====== Passage shown

I have covered my womb and its stretch marks since well before I gave birth to our son over three years ago. Even when I lost all the pregnancy weight the first time, I wore a one piece.

Mothers of my age shouldn’t go around in a two piece. We’re not 19 anymore. And we have children, for goddsake.
 

At 128lbs (my thinnest ever) I wore a modest one piece bathing suit. Ok, a little high on the side, and a no/low back going on. But other than that, it was just a black one piece.

Baby #2 is now almost 17-months old and I’m 148lbs. The belly is carrying that 20lbs. My laptop is sitting below it, currently, and if you didn’t know any better you would think I was still 4 months pregnant.

So why, in the hell, would I put on a bikini? And then actually leave the house???

============
====== Data extract

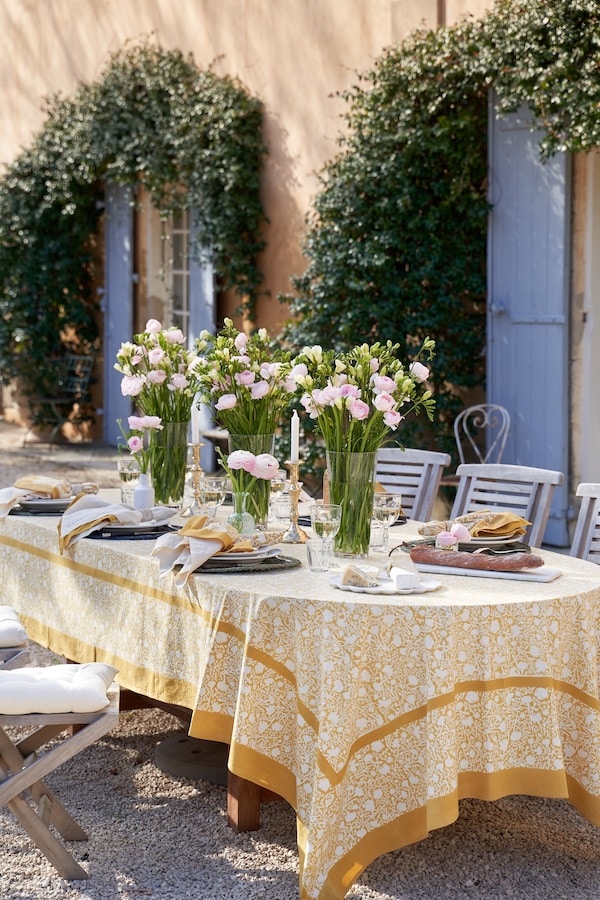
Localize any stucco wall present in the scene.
[0,0,488,324]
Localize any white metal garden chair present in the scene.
[375,447,450,522]
[450,464,564,547]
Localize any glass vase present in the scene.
[227,491,256,534]
[229,434,275,529]
[327,450,377,557]
[150,422,189,506]
[132,472,154,509]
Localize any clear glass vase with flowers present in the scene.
[290,338,435,556]
[221,450,279,534]
[115,319,199,503]
[117,416,163,509]
[194,319,296,526]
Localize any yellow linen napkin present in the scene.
[0,487,29,519]
[58,494,173,553]
[150,516,254,588]
[467,512,531,538]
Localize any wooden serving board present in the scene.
[415,563,562,581]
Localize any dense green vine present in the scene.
[0,44,264,400]
[285,0,600,451]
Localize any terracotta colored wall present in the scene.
[0,0,486,334]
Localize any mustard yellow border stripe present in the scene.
[318,768,600,900]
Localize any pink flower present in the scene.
[233,331,248,353]
[215,394,237,410]
[227,450,256,475]
[373,392,395,412]
[127,434,144,453]
[250,381,269,400]
[340,384,360,400]
[148,347,165,366]
[163,328,185,344]
[290,363,308,381]
[234,369,256,385]
[346,399,369,422]
[252,453,279,481]
[435,531,457,550]
[373,375,396,393]
[121,375,144,397]
[313,384,342,406]
[171,372,189,391]
[383,409,404,428]
[409,362,429,381]
[148,369,167,384]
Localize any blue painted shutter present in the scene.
[487,105,570,546]
[103,184,133,446]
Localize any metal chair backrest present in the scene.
[454,403,510,464]
[569,483,600,563]
[375,447,450,522]
[450,464,564,547]
[56,354,94,401]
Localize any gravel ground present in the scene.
[0,422,600,900]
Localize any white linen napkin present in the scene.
[150,516,255,588]
[58,494,173,553]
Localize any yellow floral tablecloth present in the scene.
[0,506,600,900]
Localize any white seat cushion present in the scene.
[0,606,27,647]
[0,663,117,716]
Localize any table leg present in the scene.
[227,772,262,833]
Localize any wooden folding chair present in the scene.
[375,447,450,522]
[0,663,119,879]
[450,464,564,547]
[569,482,600,563]
[0,606,29,669]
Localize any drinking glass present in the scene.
[373,491,402,550]
[198,476,227,519]
[305,538,333,572]
[310,503,342,544]
[117,456,140,506]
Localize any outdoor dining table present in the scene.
[0,500,600,900]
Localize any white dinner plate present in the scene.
[329,575,442,594]
[19,497,75,513]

============

▶ _Problem set_:
A. According to the passage about putting on a bikini, how old is Baby #2?
B. Reproduce word for word the part of the bikini passage that opens with the words containing "I have covered" and closes with "leave the house???".

▶ _Worked solutions_:
A. Almost 17 months old.

B.
I have covered my womb and its stretch marks since well before I gave birth to our son over three years ago. Even when I lost all the pregnancy weight the first time, I wore a one piece.

Mothers of my age shouldn’t go around in a two piece. We’re not 19 anymore. And we have children, for goddsake.
 

At 128lbs (my thinnest ever) I wore a modest one piece bathing suit. Ok, a little high on the side, and a no/low back going on. But other than that, it was just a black one piece.

Baby #2 is now almost 17-months old and I’m 148lbs. The belly is carrying that 20lbs. My laptop is sitting below it, currently, and if you didn’t know any better you would think I was still 4 months pregnant.

So why, in the hell, would I put on a bikini? And then actually leave the house???